Fragment tekstu:

----

Sezon piłkarski oficjalnie zakończony. Wciąż jednak dużo niewiadomych

Wojewódzkie związki piłkarskie w czwartek podjęły ostateczną decyzję o zakończeniu rozgrywek od IV ligi w dół oraz lig młodzieżowych. To jednak wywołało lawinę pytań w bytomskich klubach. Co z rozgrywkami III ligi? Co z Szombierkami, które są liderem w IV lidze? Kto awansuje z klasy B i na jakich zasadach?

"Szanowni Państwo, w dniu dzisiejszym odbyło się spotkanie Prezesów Związków Wojewódzkich, poświęcone zakończeniu rozgrywek w sezonie 2019/2020. Podczas spotkania Prezesi wypracowali wspólne stanowisko dotyczące zakończenia rozgrywek od IV ligi w dół oraz rozgrywek młodzieżowych. Rozgrywki zostaną zakończone z awansami bez spadków" - poinformował w oficjalnym komunikacie Henryk Kula, prezes Śląskiego Związku Piłki Nożnej.

----

Przepisz fragment tekstu o zakończeniu sezonu piłkarskiego od „Wojewódzkie związki piłkarskie” do „Związku Piłki Nożnej.”, zastępując „w czwartek” słowami „w piątek”. Wpisy umieszczone niżej nie są potrzebne.

----

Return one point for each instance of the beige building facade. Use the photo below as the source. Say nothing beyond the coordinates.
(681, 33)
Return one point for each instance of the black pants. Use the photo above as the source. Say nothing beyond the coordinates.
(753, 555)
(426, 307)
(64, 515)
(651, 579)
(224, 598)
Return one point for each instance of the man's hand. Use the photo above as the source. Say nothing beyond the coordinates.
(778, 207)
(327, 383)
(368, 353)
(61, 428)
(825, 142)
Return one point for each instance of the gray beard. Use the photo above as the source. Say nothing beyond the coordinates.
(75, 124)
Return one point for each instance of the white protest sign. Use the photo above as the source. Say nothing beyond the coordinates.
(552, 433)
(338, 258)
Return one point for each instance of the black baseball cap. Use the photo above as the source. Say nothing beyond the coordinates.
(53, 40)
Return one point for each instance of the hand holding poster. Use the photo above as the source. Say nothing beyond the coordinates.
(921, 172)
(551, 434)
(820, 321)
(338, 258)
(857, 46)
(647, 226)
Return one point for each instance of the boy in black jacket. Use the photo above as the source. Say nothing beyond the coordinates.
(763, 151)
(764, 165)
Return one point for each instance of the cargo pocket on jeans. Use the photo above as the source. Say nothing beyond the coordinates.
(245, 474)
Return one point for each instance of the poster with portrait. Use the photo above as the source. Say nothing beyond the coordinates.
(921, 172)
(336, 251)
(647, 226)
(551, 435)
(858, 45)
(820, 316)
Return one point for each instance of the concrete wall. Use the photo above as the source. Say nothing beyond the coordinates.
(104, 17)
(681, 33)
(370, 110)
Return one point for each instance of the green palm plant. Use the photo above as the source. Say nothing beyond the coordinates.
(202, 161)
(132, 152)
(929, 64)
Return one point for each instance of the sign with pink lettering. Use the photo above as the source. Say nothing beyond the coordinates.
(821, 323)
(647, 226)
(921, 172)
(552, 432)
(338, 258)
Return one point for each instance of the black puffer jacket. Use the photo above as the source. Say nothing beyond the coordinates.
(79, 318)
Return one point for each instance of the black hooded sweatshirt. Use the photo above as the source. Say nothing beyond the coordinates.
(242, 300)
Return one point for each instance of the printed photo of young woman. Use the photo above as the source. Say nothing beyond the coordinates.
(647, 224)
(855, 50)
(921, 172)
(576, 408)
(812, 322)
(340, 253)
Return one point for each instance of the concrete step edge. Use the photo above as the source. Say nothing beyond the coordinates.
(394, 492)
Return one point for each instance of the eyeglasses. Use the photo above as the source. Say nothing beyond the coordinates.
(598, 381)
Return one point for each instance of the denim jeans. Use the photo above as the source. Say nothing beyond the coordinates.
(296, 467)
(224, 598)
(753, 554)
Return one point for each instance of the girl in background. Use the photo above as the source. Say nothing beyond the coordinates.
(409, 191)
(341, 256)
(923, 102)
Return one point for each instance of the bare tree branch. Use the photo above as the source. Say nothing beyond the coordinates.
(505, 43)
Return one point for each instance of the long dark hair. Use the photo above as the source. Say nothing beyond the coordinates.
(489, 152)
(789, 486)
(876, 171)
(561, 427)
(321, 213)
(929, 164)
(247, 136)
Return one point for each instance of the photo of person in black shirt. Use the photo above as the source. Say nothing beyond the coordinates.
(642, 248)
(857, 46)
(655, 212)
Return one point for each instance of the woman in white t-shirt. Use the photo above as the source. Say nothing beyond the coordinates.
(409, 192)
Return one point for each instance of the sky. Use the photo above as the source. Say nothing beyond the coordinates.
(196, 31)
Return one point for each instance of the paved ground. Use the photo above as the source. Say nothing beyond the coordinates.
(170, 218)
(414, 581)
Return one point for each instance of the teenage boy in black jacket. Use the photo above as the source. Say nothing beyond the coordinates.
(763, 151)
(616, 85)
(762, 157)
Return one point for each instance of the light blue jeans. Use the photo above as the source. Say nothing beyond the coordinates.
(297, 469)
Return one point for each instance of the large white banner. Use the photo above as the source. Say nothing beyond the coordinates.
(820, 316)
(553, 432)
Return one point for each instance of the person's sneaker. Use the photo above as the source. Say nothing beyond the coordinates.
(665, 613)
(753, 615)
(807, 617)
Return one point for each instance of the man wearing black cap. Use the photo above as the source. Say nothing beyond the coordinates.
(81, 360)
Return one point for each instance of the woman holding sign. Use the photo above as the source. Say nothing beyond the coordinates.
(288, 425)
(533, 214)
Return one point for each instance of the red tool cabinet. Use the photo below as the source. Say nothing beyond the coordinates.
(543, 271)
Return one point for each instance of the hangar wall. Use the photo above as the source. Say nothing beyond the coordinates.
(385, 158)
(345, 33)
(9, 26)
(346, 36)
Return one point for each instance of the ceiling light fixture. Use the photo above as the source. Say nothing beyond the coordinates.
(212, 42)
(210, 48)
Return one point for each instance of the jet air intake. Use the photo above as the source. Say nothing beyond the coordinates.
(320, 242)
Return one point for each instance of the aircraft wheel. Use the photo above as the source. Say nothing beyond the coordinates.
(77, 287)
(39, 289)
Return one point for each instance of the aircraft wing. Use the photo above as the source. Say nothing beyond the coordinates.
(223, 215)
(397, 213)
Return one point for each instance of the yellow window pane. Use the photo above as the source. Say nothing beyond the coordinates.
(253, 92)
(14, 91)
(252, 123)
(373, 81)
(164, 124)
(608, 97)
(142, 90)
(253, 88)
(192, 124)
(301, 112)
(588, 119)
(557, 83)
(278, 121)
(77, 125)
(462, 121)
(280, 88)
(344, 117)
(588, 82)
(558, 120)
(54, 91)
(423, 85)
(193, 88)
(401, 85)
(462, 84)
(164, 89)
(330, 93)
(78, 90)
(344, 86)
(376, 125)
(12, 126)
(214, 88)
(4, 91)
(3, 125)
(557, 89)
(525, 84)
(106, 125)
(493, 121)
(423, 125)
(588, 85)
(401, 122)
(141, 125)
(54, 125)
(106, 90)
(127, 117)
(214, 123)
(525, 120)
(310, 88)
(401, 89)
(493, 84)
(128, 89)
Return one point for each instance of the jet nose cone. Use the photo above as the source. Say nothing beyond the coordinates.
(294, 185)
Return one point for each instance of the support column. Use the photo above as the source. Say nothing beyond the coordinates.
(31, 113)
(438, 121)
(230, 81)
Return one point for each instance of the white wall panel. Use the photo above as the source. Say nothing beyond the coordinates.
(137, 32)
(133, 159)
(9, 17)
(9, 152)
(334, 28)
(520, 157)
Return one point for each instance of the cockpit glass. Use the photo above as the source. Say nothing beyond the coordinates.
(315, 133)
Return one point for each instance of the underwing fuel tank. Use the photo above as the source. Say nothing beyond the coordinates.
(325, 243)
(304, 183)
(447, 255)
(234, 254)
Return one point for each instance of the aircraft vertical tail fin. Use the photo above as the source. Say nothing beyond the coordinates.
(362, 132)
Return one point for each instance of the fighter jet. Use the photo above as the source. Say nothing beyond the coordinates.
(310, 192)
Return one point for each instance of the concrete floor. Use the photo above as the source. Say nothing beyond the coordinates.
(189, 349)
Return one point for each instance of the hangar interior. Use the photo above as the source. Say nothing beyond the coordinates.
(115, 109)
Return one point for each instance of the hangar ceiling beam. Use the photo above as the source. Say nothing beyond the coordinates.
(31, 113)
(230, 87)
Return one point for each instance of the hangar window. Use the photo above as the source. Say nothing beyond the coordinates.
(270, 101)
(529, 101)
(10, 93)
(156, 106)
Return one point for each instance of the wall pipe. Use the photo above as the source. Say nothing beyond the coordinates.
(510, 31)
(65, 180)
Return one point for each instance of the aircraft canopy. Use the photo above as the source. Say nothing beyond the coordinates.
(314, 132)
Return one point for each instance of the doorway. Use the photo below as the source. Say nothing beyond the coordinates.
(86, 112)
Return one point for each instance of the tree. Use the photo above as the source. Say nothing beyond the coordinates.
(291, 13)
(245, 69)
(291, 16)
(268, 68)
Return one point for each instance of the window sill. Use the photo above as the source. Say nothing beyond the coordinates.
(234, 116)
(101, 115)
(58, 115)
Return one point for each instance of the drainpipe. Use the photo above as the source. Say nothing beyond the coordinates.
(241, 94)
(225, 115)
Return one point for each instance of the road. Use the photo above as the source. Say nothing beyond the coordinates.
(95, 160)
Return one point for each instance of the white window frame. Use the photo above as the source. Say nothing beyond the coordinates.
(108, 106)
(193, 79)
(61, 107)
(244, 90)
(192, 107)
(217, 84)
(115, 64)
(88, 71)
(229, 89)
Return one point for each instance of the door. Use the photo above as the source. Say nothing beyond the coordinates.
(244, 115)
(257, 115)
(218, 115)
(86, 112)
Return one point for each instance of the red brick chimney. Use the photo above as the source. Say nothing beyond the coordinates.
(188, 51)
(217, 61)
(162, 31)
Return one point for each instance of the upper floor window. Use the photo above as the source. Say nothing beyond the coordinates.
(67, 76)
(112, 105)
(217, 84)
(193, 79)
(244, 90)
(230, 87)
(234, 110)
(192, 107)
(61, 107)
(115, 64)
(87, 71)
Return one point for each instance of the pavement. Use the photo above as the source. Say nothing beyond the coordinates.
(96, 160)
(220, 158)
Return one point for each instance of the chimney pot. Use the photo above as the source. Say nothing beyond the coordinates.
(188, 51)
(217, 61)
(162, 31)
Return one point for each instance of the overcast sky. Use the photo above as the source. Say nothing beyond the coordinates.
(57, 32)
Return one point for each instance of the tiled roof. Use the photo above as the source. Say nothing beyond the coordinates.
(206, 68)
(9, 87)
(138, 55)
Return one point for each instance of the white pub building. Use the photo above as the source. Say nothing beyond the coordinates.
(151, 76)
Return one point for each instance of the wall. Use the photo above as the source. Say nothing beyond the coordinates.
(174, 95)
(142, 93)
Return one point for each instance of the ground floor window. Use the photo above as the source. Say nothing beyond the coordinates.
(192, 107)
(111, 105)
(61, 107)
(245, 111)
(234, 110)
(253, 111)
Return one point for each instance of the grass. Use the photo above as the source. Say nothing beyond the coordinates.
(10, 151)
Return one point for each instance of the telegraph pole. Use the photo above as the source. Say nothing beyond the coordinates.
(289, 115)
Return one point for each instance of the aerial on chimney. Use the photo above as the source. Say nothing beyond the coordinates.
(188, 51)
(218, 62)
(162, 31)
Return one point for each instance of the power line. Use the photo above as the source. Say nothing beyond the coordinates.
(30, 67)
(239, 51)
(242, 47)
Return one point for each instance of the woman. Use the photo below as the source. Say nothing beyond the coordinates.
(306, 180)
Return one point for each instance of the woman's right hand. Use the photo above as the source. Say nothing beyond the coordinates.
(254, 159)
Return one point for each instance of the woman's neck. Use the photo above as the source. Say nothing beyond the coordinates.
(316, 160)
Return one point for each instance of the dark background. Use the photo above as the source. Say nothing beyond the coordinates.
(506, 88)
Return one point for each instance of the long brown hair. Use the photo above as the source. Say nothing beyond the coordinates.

----

Ostateczna odpowiedź:
Wojewódzkie związki piłkarskie w piątek podjęły ostateczną decyzję o zakończeniu rozgrywek od IV ligi w dół oraz lig młodzieżowych. To jednak wywołało lawinę pytań w bytomskich klubach. Co z rozgrywkami III ligi? Co z Szombierkami, które są liderem w IV lidze? Kto awansuje z klasy B i na jakich zasadach?

"Szanowni Państwo, w dniu dzisiejszym odbyło się spotkanie Prezesów Związków Wojewódzkich, poświęcone zakończeniu rozgrywek w sezonie 2019/2020. Podczas spotkania Prezesi wypracowali wspólne stanowisko dotyczące zakończenia rozgrywek od IV ligi w dół oraz rozgrywek młodzieżowych. Rozgrywki zostaną zakończone z awansami bez spadków" - poinformował w oficjalnym komunikacie Henryk Kula, prezes Śląskiego Związku Piłki Nożnej.